EXERCISE DIRECTIONS
Copy out every row below, requests included, and multiply each coordinate in the answer points by 2.6, rounding to whole numbers with halves rounded up.

DATASET RECORDS
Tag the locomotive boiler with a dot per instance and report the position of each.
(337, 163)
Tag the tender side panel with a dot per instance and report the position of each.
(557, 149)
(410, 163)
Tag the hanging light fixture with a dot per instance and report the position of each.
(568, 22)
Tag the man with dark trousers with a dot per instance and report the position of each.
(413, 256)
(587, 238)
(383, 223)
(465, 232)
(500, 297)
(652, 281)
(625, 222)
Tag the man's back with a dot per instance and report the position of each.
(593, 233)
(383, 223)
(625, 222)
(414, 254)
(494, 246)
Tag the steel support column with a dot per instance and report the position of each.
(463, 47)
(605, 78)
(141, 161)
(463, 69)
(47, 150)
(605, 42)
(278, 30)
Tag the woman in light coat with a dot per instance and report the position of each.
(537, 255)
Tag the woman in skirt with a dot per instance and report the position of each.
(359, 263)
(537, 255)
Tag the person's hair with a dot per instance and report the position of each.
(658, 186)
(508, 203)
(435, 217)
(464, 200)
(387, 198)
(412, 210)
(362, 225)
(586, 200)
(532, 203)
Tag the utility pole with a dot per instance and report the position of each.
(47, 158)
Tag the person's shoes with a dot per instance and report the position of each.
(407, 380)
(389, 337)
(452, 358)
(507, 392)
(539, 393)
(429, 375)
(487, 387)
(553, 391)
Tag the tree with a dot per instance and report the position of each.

TASK RESULT
Tag the locomotive boiler with a dot per instance and report the position of each.
(876, 424)
Tag the tender side panel with a dot per instance and report the position of each.
(1448, 387)
(1066, 424)
Tag the hanging light fixture with a dot per instance and report the position of each.
(1477, 57)
Tag the man with dark trousers with a dot per instance and report the position of each.
(1074, 666)
(1526, 619)
(996, 580)
(1209, 603)
(1300, 772)
(1695, 731)
(1625, 577)
Tag the man's back with a dot per instance and report the position of each.
(1542, 606)
(996, 580)
(1625, 577)
(1076, 660)
(1284, 640)
Tag the steel support column with a dot per instance and report the position of each.
(1204, 122)
(1573, 203)
(367, 419)
(1204, 179)
(122, 390)
(1573, 109)
(723, 78)
Tag the woman in light coat with a dot per instance and report the position of each.
(1396, 663)
Tag the woman in skirt with a dot per instance and report the position of each.
(933, 684)
(1396, 663)
Tag the person's hair with a dot per instance and report the position of each.
(1711, 484)
(1321, 528)
(1131, 564)
(1206, 520)
(1006, 515)
(1071, 546)
(941, 585)
(1524, 520)
(1383, 528)
Tag the utility pole with a dot per instance and report the position of each.
(122, 411)
Tag the person's shoes with a dot per instance and report the position of each.
(1058, 988)
(1011, 876)
(1175, 931)
(1318, 1019)
(1401, 1022)
(1115, 975)
(1266, 1006)
(1438, 1017)
Tag the tree with a dot per instance and report the position of each.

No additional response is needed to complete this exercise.